What you have to do - Rewrite the stored records below as a JSON list of strings, one string per line, skipping any blank lines.

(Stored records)
-- begin --
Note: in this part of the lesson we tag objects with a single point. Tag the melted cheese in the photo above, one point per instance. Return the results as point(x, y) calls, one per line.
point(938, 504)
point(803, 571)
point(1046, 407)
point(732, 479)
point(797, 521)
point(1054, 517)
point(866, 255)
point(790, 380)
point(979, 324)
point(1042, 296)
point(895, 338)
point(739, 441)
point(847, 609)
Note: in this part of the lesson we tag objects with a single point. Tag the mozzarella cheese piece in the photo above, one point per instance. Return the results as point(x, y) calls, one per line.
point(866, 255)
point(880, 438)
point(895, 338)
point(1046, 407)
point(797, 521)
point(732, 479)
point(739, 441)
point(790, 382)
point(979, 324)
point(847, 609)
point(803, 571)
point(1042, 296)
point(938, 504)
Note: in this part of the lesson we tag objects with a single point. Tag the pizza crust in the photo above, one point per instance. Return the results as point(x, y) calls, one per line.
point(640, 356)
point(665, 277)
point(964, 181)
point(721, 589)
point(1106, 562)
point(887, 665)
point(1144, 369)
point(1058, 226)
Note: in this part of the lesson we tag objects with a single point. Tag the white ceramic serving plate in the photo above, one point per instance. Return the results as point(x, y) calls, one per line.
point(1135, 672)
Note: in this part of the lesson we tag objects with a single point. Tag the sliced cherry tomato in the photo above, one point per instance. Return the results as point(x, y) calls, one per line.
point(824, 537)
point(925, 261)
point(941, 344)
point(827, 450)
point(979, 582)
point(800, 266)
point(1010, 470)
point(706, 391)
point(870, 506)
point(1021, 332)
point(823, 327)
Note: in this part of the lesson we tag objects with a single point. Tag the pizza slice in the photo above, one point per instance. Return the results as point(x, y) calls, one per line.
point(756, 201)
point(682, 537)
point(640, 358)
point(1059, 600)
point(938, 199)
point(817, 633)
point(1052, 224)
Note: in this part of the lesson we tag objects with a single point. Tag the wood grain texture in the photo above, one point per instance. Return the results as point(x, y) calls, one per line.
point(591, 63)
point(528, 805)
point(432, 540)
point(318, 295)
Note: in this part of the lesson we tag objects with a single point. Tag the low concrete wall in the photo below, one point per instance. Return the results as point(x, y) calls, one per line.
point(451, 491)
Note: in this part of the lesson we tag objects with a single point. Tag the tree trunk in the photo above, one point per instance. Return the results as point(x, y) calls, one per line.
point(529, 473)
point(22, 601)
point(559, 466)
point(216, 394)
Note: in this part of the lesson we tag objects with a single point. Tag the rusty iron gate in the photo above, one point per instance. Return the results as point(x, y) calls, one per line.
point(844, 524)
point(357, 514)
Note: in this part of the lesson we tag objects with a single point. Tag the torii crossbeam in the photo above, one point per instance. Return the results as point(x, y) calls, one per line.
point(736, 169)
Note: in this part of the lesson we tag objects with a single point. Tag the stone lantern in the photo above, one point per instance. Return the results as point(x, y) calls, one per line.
-- end --
Response to this task -
[
  "Note: in this part of the lesson we tag objects with a single point. Tag the melted cheese in the photo above, one point per instance. Return the results as point(x, y) calls, one per line.",
  "point(938, 504)",
  "point(803, 571)",
  "point(1046, 407)",
  "point(732, 479)",
  "point(797, 521)",
  "point(1054, 517)",
  "point(866, 255)",
  "point(790, 380)",
  "point(979, 324)",
  "point(1042, 296)",
  "point(895, 338)",
  "point(739, 441)",
  "point(847, 609)",
  "Note: in this part of the lesson we tag objects with a single point. Tag the mozzarella cheese piece in the photo above, one point per instance. Return the results as point(x, y) calls, one per line.",
  "point(866, 255)",
  "point(880, 438)",
  "point(895, 338)",
  "point(1046, 407)",
  "point(797, 521)",
  "point(732, 479)",
  "point(739, 441)",
  "point(790, 382)",
  "point(979, 324)",
  "point(847, 609)",
  "point(803, 571)",
  "point(1042, 296)",
  "point(938, 504)",
  "Note: in this part of the lesson we tag objects with a single point. Tag the pizza crust in the photo above, one point per instance. Return the results as point(x, y) calls, one per line.",
  "point(640, 356)",
  "point(665, 277)",
  "point(964, 181)",
  "point(721, 589)",
  "point(1106, 562)",
  "point(887, 665)",
  "point(1144, 369)",
  "point(1058, 226)",
  "Note: in this part of the lesson we tag objects with a single point. Tag the white ceramic serving plate in the photo above, one point per instance. Return the results as point(x, y) calls, one per line.",
  "point(1135, 672)",
  "Note: in this part of the lesson we tag objects with a single point. Tag the sliced cherry tomato in the photo above, one point per instance. Return the results as point(x, y) calls, one per line.",
  "point(824, 537)",
  "point(925, 261)",
  "point(941, 344)",
  "point(827, 450)",
  "point(979, 582)",
  "point(800, 266)",
  "point(1010, 470)",
  "point(706, 391)",
  "point(870, 506)",
  "point(1021, 332)",
  "point(823, 327)",
  "Note: in this part of the lesson we tag objects with a single point. Tag the pizza slice in the photo above, one point per instance. Return the results as point(x, y) calls, one per line.",
  "point(756, 201)",
  "point(682, 537)",
  "point(640, 358)",
  "point(1059, 600)",
  "point(938, 199)",
  "point(817, 633)",
  "point(1052, 224)",
  "Note: in this part of the lesson we tag objects with a single point. Tag the wood grain texture in the photo above, one point per instance. Return the results as point(x, y) calls, one per line.",
  "point(591, 63)",
  "point(528, 805)",
  "point(432, 540)",
  "point(318, 295)",
  "Note: in this part of the lesson we tag objects with a single point. Tag the low concrete wall in the photo below, one point per instance. Return the results as point(x, y) calls, one per line.",
  "point(451, 491)",
  "Note: in this part of the lesson we tag objects with a single point. Tag the tree trunk in the photo above, one point per instance. Return the results as point(x, y) calls, one per line.",
  "point(529, 473)",
  "point(22, 601)",
  "point(559, 466)",
  "point(216, 394)",
  "Note: in this part of the lesson we tag objects with a single point. Tag the rusty iron gate in the photo above, one point per instance. Return the results as point(x, y) calls, one per line.",
  "point(844, 524)",
  "point(357, 514)",
  "Note: in this part of the lesson we tag objects with a single point. Tag the torii crossbeam in the photo above, one point per instance. Return the results as point(x, y) calls, one per line.",
  "point(736, 169)",
  "Note: in this part of the lesson we tag objects with a single point. Tag the stone lantern in the photo above, one point per instance. Return the results as point(x, y) calls, one per line."
]